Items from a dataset
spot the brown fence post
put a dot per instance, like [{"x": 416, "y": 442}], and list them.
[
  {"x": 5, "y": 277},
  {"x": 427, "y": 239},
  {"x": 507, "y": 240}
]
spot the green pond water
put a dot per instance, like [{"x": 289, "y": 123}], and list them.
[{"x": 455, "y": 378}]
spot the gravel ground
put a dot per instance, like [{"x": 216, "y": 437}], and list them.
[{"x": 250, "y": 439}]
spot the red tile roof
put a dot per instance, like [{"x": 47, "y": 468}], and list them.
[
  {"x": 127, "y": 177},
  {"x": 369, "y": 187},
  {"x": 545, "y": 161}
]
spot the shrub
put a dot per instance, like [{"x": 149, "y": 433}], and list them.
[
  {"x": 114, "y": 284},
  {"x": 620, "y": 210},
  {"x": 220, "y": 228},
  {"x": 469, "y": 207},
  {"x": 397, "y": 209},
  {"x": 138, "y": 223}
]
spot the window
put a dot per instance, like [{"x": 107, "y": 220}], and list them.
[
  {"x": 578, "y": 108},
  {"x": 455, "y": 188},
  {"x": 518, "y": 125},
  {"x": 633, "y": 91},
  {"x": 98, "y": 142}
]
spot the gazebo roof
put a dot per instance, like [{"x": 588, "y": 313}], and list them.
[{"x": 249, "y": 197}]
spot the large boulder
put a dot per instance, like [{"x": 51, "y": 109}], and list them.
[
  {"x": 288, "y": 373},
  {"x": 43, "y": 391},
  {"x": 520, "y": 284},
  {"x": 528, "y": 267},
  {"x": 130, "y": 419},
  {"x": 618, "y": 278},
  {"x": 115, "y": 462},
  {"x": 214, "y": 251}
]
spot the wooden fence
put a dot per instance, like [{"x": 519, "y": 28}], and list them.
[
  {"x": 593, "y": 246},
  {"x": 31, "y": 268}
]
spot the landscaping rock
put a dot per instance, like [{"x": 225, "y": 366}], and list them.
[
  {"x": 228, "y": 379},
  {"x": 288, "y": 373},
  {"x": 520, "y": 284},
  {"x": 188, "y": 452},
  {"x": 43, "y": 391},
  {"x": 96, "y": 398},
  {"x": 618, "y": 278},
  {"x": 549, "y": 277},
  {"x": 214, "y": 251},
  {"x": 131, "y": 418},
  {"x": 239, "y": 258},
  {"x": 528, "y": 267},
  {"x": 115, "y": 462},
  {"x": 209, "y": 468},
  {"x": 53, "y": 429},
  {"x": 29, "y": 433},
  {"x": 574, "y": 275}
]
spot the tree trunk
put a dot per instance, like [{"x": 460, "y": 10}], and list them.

Task to carry out:
Show all lines above containing "spot".

Reply:
spot the brown fence post
spot the green pond water
spot the gravel ground
spot the red tile roof
spot the shrub
spot the window
spot the gazebo roof
spot the large boulder
spot the wooden fence
spot the landscaping rock
spot the tree trunk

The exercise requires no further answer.